[Stored entries]
________________________________________
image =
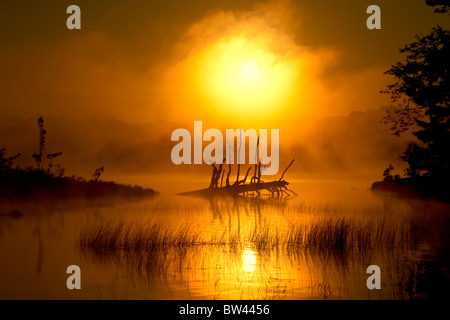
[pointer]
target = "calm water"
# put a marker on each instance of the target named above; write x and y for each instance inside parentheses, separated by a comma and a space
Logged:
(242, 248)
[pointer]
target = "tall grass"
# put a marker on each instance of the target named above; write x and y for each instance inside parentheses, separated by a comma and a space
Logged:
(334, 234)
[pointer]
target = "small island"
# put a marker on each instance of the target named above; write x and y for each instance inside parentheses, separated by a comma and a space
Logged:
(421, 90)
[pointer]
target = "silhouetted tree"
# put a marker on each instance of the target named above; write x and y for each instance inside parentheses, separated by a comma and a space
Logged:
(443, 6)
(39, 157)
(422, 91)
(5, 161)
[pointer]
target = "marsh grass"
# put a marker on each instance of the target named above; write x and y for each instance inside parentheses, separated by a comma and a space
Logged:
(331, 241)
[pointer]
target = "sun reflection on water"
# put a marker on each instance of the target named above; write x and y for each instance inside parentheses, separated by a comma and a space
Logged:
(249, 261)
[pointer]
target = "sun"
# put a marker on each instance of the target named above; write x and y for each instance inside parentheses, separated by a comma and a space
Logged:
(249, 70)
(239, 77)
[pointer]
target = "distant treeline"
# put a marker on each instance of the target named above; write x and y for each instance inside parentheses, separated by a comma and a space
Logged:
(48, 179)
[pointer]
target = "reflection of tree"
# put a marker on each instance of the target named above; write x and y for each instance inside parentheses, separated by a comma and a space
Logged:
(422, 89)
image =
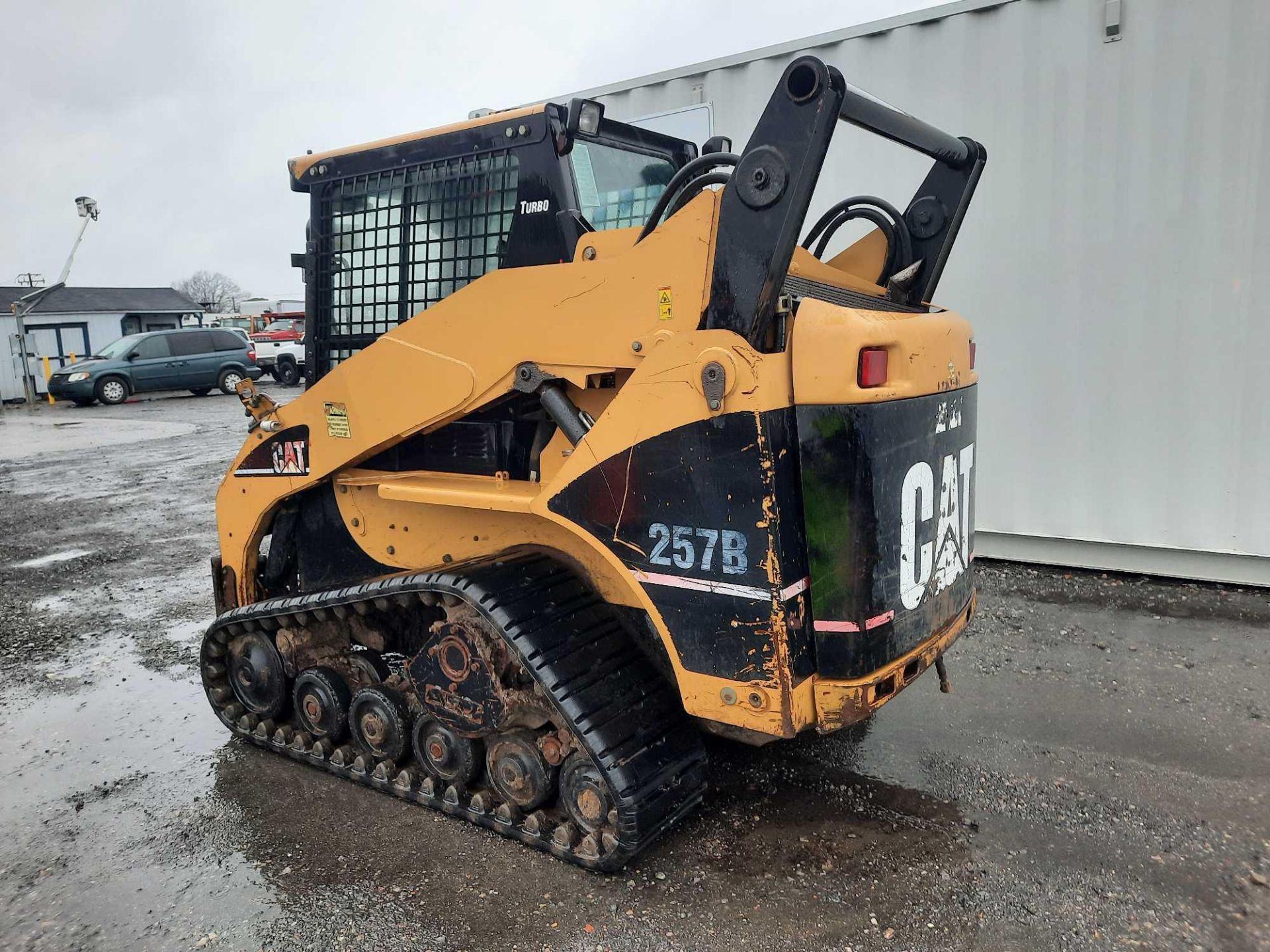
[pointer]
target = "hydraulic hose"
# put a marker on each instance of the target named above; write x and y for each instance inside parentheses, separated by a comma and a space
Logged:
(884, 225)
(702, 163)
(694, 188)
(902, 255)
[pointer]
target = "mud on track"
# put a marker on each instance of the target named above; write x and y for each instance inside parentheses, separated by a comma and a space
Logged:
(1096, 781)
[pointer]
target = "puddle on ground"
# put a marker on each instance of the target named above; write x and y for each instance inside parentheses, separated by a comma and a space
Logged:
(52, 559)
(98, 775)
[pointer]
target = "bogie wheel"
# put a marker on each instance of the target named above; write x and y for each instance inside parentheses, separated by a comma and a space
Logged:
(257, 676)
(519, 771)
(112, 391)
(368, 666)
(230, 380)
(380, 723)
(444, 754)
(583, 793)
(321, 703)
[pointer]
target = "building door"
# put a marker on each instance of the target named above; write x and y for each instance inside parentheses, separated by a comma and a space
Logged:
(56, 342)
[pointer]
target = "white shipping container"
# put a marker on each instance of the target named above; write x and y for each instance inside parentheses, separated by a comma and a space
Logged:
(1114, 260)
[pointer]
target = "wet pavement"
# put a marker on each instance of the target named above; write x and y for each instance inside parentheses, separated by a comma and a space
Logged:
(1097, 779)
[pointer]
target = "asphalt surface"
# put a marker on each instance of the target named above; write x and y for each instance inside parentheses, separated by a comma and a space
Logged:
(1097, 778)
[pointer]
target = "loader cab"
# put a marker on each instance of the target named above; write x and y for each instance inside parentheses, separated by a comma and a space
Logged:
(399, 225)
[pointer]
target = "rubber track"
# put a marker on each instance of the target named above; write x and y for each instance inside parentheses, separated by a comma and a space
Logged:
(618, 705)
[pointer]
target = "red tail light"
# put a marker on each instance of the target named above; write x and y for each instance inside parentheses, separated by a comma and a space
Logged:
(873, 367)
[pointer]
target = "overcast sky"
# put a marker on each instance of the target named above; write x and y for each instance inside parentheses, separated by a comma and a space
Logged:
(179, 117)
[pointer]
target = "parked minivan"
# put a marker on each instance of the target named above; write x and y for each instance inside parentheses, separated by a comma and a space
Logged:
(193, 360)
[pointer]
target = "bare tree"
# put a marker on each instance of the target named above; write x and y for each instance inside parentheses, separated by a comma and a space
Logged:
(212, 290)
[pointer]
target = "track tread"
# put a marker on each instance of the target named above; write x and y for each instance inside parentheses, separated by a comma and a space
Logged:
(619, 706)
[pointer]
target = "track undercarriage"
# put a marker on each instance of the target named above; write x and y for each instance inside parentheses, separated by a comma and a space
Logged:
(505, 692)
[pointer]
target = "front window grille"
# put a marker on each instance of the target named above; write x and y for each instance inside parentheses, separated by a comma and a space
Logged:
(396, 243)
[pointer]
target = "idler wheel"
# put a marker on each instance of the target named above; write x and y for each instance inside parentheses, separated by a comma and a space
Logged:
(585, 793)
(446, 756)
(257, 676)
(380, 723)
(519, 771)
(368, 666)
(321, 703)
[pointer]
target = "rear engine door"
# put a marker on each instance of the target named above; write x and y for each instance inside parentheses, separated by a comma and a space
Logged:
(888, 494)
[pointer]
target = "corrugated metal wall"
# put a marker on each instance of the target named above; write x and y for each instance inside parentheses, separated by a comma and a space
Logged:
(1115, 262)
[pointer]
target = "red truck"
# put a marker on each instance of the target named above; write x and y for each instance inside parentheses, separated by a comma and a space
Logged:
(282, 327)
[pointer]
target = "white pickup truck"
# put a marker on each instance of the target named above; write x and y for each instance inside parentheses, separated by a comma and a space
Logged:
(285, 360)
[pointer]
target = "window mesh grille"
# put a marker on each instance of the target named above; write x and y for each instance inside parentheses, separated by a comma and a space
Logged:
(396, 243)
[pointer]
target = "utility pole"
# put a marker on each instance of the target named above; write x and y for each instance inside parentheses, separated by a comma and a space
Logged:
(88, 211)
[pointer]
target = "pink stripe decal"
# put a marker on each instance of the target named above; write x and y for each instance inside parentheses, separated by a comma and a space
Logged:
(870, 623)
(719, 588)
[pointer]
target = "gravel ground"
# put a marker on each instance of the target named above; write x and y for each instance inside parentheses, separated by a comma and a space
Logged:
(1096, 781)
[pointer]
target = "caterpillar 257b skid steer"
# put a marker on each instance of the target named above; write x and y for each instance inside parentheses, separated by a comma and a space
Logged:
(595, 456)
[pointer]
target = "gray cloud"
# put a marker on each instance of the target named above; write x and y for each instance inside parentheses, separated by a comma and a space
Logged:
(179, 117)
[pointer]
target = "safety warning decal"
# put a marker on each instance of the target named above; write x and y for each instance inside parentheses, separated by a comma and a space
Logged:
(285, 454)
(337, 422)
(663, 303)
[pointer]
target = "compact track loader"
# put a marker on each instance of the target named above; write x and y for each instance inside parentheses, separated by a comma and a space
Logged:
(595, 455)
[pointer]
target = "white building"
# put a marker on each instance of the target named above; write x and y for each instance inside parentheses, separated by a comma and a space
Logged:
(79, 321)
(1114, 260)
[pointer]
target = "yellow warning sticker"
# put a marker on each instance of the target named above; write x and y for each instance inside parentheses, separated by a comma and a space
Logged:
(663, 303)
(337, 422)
________________________________________
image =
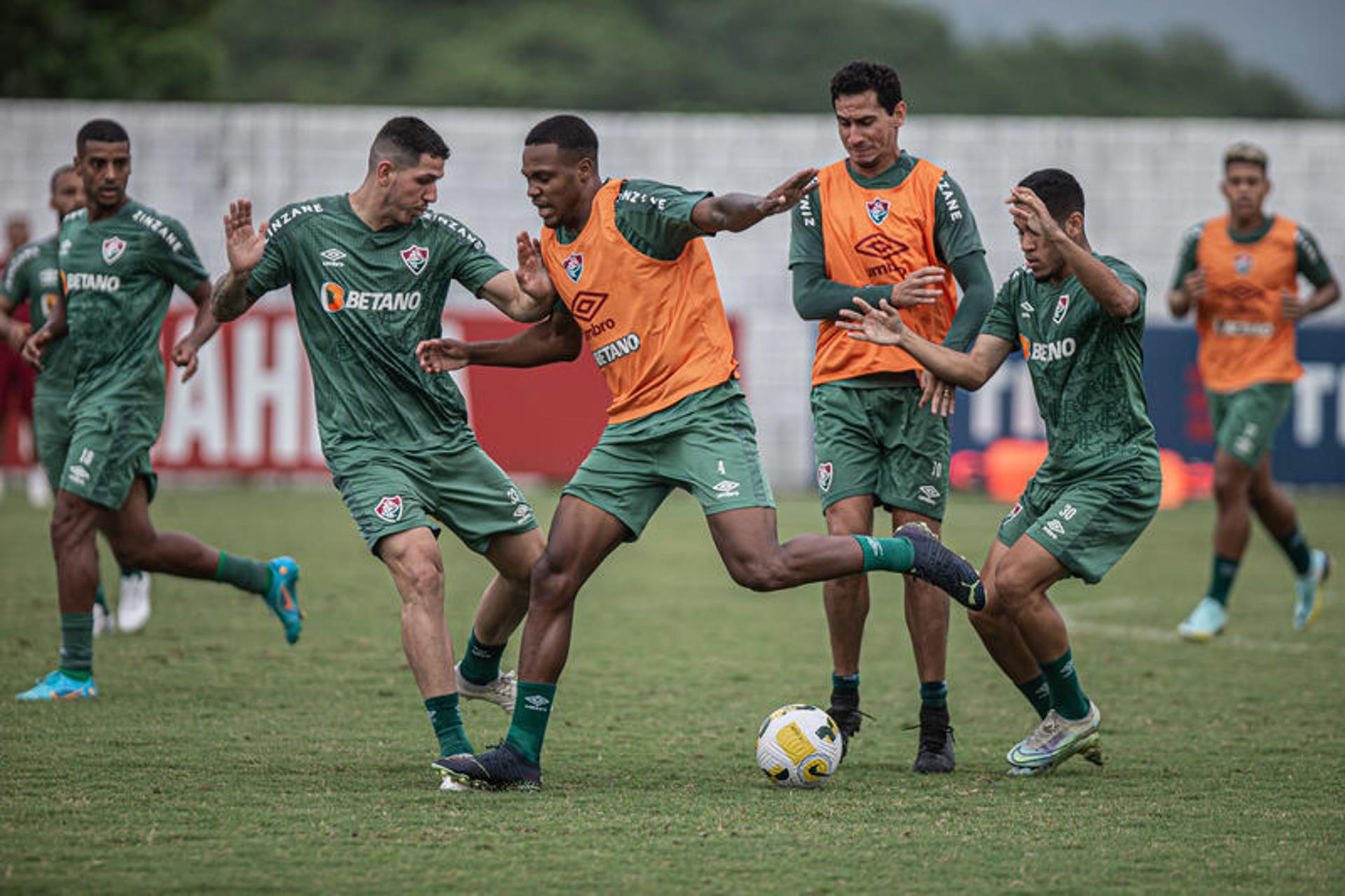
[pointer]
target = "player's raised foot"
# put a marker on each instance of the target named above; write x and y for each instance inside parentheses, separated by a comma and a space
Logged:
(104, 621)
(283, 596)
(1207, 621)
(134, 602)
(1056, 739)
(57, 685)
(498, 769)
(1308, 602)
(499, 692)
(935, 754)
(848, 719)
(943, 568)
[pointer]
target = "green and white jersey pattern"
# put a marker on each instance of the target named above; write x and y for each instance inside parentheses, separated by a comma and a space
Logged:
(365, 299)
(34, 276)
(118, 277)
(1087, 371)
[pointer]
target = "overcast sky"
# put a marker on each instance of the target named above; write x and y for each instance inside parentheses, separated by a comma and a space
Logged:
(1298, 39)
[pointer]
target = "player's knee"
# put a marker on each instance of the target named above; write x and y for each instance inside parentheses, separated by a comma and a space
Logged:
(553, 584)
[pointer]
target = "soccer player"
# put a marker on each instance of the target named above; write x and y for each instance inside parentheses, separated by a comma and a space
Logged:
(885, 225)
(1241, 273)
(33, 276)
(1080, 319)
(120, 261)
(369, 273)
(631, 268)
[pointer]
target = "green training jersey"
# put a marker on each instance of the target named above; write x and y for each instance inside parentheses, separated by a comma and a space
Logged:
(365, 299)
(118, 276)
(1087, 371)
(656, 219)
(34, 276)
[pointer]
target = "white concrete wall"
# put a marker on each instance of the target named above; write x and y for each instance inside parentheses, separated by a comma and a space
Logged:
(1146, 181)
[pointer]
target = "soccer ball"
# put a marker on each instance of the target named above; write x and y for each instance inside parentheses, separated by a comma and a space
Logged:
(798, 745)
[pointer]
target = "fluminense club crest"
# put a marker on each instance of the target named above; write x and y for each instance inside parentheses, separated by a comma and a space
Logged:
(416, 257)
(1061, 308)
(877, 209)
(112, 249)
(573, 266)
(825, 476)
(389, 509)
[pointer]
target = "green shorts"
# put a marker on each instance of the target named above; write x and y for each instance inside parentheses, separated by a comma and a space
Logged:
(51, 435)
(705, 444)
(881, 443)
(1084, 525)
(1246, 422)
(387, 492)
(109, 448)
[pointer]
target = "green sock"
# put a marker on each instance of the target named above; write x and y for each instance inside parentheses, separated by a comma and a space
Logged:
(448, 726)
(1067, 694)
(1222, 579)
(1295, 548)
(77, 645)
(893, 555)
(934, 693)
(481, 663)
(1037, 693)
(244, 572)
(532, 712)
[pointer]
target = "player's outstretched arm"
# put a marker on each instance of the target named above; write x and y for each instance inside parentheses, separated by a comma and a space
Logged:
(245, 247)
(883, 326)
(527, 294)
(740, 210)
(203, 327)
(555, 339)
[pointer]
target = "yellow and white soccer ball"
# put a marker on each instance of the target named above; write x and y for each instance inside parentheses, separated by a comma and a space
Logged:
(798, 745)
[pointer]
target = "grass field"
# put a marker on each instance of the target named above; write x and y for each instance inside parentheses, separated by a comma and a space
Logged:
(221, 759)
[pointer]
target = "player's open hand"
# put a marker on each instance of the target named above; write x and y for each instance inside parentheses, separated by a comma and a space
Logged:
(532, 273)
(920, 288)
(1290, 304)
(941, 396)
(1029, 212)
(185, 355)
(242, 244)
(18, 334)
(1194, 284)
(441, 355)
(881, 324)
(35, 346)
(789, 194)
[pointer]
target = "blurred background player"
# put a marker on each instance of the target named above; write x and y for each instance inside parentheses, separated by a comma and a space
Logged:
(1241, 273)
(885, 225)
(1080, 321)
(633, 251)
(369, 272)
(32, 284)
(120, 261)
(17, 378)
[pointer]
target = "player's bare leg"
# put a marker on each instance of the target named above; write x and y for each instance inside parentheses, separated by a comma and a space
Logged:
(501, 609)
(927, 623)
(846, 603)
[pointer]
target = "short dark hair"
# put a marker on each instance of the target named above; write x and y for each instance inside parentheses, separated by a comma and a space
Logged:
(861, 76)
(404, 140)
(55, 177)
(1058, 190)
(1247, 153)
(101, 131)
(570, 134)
________________________________________
## What needs to be done
Could you filter the entries above for lines holding the string "green" and copy them?

## Problem solution
target = "green and white jersey pattern"
target = "green training jersey"
target = "green shorts"
target = "green sock"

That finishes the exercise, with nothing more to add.